Work item
Leaving out all pictures, write down exactly the lines from the one containing "515L2 512L1 531L5" through the last line of the material.
[[ Record excerpts, beginning ]]
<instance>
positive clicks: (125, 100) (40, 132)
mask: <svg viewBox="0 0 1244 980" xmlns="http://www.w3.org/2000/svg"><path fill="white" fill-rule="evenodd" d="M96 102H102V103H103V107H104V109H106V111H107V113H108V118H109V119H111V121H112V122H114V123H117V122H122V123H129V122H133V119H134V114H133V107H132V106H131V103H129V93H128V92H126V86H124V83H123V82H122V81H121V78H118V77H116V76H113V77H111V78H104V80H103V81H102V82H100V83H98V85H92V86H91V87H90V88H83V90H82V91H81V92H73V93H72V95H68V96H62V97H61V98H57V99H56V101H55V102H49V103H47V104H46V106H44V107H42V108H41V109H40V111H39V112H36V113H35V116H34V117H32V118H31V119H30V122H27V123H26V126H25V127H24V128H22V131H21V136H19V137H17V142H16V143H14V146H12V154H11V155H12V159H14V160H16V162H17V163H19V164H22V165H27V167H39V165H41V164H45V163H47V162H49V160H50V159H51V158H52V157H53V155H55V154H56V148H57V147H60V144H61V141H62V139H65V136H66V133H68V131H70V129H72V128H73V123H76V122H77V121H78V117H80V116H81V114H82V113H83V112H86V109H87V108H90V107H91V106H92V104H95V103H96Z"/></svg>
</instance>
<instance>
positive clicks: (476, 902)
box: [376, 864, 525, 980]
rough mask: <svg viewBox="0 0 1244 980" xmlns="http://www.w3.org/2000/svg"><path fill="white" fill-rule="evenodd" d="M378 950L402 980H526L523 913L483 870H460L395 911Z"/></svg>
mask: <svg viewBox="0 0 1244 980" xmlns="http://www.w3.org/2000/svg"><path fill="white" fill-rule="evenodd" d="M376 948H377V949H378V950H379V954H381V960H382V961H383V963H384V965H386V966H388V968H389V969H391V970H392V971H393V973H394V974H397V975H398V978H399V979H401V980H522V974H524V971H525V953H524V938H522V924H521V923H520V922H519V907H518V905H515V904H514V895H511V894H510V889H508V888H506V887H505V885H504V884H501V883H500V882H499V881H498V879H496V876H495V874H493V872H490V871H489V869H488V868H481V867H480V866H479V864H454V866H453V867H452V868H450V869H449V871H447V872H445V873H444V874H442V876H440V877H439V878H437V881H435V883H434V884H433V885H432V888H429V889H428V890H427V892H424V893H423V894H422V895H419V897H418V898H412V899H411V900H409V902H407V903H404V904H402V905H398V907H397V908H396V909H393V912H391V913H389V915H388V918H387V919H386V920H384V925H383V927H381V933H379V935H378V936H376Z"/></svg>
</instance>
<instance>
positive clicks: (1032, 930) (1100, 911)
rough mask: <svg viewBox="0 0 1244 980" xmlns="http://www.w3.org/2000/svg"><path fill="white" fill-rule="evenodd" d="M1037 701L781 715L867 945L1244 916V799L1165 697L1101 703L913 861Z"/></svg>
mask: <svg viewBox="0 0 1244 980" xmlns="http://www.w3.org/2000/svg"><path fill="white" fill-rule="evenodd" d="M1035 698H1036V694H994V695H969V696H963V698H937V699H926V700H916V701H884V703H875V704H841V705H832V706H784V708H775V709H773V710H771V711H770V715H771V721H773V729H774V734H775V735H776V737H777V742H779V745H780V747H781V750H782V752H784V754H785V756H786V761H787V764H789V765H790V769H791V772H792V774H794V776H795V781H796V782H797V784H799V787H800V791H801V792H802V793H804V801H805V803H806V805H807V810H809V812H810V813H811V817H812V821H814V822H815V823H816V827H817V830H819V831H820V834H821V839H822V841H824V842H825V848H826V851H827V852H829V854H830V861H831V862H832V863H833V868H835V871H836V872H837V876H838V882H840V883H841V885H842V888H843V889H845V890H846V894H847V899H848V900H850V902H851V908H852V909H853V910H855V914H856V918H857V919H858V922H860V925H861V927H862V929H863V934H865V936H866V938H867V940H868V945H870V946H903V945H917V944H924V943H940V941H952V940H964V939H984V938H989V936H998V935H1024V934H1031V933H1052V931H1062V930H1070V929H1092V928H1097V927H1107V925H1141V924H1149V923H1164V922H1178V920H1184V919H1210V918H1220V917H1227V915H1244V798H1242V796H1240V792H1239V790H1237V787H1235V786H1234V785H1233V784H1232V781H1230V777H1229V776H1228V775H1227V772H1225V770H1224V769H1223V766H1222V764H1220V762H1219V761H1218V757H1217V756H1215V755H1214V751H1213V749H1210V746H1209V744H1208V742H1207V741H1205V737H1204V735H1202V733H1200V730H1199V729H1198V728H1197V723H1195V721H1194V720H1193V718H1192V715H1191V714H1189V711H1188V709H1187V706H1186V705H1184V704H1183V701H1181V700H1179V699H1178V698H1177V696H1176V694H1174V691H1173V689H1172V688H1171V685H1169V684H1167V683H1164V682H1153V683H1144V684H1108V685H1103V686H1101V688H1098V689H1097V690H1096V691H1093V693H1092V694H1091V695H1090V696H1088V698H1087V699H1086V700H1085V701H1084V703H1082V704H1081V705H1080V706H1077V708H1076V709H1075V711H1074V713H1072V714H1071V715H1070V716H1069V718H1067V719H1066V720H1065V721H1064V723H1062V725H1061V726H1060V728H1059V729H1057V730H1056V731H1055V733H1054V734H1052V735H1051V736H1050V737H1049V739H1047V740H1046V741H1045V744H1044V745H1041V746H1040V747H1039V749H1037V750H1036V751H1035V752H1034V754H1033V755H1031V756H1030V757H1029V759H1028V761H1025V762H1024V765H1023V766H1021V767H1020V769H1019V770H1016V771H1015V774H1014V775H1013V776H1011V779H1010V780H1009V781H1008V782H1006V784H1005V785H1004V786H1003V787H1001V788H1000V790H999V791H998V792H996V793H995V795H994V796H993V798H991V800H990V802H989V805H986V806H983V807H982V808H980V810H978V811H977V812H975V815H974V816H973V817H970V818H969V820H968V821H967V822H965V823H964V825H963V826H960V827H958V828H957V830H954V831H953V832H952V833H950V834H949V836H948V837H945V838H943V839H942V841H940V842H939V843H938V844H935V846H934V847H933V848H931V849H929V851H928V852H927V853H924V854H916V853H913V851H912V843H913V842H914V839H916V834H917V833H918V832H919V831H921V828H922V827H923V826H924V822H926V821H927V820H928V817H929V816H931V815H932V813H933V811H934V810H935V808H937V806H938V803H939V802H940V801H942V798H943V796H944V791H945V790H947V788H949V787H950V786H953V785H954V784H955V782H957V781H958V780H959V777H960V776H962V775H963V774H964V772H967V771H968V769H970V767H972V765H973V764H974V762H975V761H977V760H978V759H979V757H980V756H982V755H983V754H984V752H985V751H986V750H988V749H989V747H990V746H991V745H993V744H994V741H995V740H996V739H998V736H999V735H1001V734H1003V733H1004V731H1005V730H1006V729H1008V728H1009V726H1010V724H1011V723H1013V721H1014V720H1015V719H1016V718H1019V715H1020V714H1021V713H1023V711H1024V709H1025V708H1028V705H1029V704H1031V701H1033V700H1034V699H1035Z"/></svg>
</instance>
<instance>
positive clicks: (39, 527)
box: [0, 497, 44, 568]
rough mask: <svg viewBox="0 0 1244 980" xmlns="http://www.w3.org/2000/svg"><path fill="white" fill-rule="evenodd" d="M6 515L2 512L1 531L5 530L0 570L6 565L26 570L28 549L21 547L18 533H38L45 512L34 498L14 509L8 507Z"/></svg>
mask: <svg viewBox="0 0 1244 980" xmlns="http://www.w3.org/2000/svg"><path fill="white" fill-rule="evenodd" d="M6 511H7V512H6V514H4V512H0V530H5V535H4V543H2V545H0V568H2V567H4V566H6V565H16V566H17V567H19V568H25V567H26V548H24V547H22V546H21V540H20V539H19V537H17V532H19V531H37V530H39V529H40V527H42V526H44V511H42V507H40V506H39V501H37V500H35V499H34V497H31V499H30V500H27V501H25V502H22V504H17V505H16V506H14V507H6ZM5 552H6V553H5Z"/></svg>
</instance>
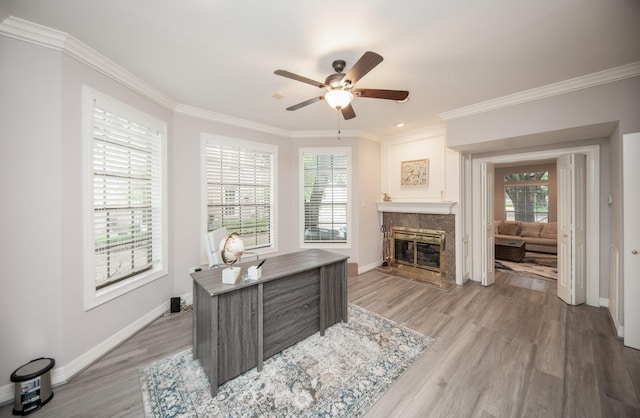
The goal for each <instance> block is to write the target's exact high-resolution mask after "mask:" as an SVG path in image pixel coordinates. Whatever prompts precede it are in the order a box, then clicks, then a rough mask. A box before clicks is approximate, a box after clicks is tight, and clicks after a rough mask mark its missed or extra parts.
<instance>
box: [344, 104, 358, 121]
[[ Record excerpts, end ]]
Written response
rough mask: <svg viewBox="0 0 1244 980" xmlns="http://www.w3.org/2000/svg"><path fill="white" fill-rule="evenodd" d="M6 515L2 512L1 531L5 530L0 570L6 565L26 570L28 549L21 547L18 533H38L45 512L34 498L14 509L8 507Z"/></svg>
mask: <svg viewBox="0 0 1244 980" xmlns="http://www.w3.org/2000/svg"><path fill="white" fill-rule="evenodd" d="M6 511H7V512H6V514H4V512H0V530H5V535H4V543H2V545H0V568H2V567H4V566H6V565H16V566H17V567H19V568H25V567H26V548H24V547H22V546H21V540H20V539H19V537H17V532H19V531H37V530H39V529H40V527H42V526H44V511H42V507H40V506H39V501H37V500H35V499H34V497H31V499H30V500H27V501H25V502H22V504H17V505H16V506H14V507H6ZM5 552H6V553H5Z"/></svg>
</instance>
The goal for each <instance> block is to write the target's exact high-resolution mask after "mask:" as an SVG path in image pixel coordinates. Whatever prompts precede it are in the order a box, then clicks, then a rough mask. A box before clicks is approximate, a box after clicks is tight, and clicks after a rough mask mark its missed or extra parts.
<instance>
box: [344, 104, 358, 121]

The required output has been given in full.